# Exercise instructions
Repeat the lines of the material below word for word, starting at the line that contains "Mark a point on every instance of the shoulder" and ending at the last line of the material, both included.

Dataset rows
**********

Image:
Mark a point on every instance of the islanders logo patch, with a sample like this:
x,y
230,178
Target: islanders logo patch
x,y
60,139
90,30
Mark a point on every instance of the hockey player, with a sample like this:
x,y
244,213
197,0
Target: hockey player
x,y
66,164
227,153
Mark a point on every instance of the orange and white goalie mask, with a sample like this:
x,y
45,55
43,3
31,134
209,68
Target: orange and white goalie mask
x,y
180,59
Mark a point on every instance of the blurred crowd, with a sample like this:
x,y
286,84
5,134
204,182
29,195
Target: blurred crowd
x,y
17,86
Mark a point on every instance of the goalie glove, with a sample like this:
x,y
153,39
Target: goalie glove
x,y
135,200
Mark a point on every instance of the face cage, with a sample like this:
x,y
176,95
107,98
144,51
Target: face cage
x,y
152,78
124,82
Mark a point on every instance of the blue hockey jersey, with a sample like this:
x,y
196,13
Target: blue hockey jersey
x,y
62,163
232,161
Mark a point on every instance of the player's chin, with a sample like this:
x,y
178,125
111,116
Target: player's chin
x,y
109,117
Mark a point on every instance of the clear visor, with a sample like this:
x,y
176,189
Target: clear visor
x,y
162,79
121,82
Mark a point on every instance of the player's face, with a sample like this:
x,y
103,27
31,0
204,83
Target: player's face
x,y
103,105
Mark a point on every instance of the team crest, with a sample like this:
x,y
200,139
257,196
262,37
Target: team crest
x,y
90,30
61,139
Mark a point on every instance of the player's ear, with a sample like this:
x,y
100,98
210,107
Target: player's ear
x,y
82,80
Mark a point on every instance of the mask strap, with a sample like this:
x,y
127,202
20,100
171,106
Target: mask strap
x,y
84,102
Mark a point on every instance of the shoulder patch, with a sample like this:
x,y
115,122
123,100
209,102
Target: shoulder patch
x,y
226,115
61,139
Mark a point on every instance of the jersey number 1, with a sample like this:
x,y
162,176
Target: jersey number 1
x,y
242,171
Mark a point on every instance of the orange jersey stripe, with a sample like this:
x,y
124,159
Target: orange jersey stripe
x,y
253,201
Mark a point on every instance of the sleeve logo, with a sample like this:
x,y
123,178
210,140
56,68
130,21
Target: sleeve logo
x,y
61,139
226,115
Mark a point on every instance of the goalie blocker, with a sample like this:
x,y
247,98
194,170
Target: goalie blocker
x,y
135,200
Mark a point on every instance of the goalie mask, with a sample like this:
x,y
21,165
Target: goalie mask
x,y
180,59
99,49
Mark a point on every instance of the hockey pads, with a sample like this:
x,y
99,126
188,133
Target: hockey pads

**********

# Task result
Mark a point on every instance of the shoulder patch, with a sample like this:
x,y
115,122
123,100
209,102
Target: shoulder patch
x,y
226,115
61,139
Mark a point on every instance of the jersey number 1, with a sample like this:
x,y
162,176
Target: jersey number 1
x,y
242,171
Mark a point on every instance of the orange jersey stripe, with a sample like this:
x,y
124,159
Target: orange jersey stripe
x,y
253,201
Mark a point on every instance of the sleeve logo, with a sample like this:
x,y
123,178
210,140
56,68
130,21
Target: sleeve logo
x,y
61,139
226,115
Mark a point on every instance of the goalie blocker, with a sample like this:
x,y
247,98
194,170
Target: goalie blocker
x,y
135,200
Mark a point on every instance of the goalie mask, with a sample like this:
x,y
21,165
Target: goalie mask
x,y
180,59
99,49
Mark a point on every instance of the hockey pads, with a sample like this:
x,y
99,126
188,133
Target: hockey pads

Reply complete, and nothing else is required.